**Records from a data source:**
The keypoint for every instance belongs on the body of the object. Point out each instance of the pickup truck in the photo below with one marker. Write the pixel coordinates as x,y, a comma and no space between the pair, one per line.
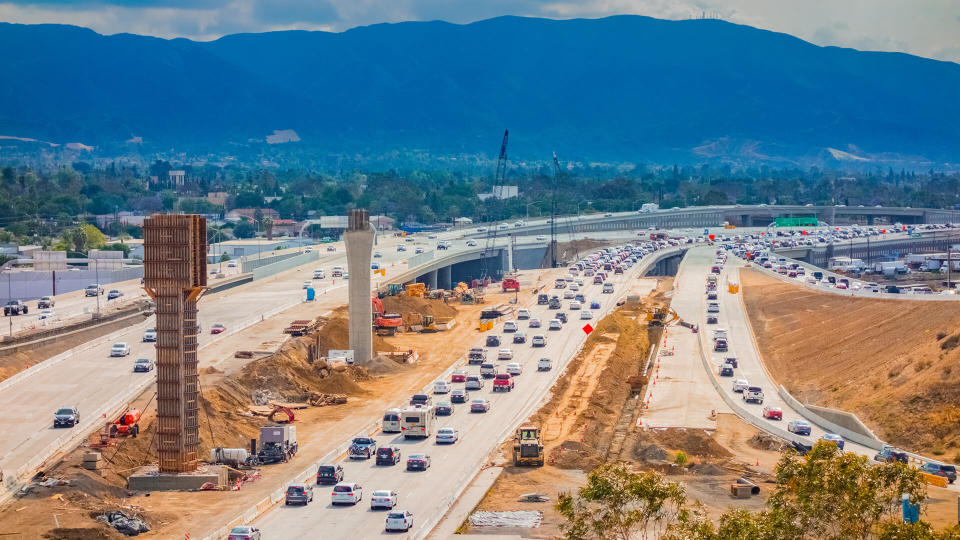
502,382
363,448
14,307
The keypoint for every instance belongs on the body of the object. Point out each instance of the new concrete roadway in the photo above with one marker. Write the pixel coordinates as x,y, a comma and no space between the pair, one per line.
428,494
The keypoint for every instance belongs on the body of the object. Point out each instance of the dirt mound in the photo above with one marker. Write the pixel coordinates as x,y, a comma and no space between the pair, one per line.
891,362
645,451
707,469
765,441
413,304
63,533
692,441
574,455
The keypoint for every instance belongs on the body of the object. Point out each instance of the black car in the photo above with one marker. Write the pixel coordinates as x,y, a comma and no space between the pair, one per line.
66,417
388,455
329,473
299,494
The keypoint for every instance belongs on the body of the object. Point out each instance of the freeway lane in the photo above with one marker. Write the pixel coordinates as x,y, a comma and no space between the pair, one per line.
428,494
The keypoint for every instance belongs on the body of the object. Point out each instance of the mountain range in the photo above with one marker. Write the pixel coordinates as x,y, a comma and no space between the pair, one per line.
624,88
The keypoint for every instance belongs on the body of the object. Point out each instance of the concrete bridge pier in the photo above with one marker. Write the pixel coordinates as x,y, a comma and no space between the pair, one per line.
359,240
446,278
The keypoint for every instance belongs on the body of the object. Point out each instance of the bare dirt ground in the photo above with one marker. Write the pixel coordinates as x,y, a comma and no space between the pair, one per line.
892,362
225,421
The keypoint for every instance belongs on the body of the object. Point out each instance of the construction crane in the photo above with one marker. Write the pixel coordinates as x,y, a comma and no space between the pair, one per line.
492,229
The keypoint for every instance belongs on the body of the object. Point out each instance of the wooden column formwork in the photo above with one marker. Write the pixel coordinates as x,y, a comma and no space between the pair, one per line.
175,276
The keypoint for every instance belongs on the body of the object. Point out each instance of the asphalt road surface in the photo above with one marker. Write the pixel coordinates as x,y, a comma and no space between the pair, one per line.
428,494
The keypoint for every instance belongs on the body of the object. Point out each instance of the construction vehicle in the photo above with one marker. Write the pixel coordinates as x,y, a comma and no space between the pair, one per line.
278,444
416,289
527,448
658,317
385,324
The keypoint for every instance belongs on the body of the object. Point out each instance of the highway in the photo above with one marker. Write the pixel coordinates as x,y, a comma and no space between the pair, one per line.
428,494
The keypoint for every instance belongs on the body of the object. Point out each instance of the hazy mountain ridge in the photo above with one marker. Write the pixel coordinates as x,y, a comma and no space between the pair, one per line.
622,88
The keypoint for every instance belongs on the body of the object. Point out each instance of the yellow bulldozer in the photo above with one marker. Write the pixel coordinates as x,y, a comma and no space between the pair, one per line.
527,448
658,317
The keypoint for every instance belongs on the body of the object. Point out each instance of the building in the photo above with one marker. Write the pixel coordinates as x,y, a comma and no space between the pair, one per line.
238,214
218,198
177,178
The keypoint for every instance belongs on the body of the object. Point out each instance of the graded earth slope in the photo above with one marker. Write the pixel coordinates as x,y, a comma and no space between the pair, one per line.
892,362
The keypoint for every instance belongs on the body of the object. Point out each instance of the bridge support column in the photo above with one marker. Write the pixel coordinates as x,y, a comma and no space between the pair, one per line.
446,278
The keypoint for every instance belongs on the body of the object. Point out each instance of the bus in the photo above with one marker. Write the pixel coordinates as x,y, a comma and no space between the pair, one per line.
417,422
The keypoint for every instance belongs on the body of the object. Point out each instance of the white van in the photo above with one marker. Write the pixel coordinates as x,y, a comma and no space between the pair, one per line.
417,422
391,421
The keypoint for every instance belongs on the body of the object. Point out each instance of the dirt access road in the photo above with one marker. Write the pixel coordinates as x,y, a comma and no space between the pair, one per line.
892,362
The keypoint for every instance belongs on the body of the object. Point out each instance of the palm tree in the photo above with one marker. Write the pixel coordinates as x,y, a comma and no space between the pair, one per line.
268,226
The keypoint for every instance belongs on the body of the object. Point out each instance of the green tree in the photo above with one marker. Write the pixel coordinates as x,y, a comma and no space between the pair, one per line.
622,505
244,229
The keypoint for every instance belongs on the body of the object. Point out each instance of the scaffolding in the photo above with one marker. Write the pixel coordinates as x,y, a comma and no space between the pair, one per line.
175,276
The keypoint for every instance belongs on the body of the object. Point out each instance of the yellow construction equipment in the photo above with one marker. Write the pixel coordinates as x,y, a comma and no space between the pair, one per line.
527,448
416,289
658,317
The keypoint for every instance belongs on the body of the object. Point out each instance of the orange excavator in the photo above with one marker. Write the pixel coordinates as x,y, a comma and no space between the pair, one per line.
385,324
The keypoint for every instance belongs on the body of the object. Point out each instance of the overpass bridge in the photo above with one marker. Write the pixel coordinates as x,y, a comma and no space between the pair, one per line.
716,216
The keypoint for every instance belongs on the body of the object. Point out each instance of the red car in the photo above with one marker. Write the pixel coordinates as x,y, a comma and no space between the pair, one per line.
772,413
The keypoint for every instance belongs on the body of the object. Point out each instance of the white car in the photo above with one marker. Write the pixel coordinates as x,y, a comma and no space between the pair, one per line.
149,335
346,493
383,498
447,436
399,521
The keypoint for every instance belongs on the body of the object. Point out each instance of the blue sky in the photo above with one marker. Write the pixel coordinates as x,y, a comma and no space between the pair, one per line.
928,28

**What you have to do:** Extract, verbatim, the lines from the one containing "the red car" through the last line of the listing above.

**Written reply:**
The keypoint for every instance belongs on the body of the object. Point out each instance of the red car in the photo above with one marker. Write the pixel coordinates as x,y, a comma and no space between the pair, one per line.
772,413
The keypoint for every instance belongs on the body of the object. Point out each instance of the white car in the photo above with one marker. Write the pixel coordinates as x,y, a comma and no space between the pair, one per line.
149,335
346,493
383,498
447,436
399,521
The keypoint for every instance belongs on the body of the object. Point out each instance of the blue sky in the photo above with one marker. Write the pixel coordinates as x,y, a comma and no space between the pair, one per line.
928,28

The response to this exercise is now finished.